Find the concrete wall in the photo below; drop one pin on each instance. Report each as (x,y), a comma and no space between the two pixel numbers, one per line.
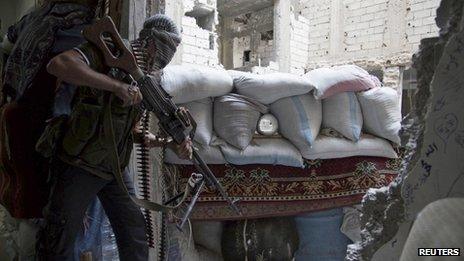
(347,30)
(299,44)
(11,11)
(253,32)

══════

** Exercise goal **
Lay out every line of the listing above as a JSON list of strings, one string per line, with blank lines left out. Leave the picture out of your answer.

** Output for this exercise **
[
  "Find the concrete wall in the photo below; drop one pin on each instance. Report each as (x,y), a comma and no space between the two pixel numbers, one per line.",
  "(347,30)",
  "(299,44)",
  "(11,11)",
  "(253,32)"
]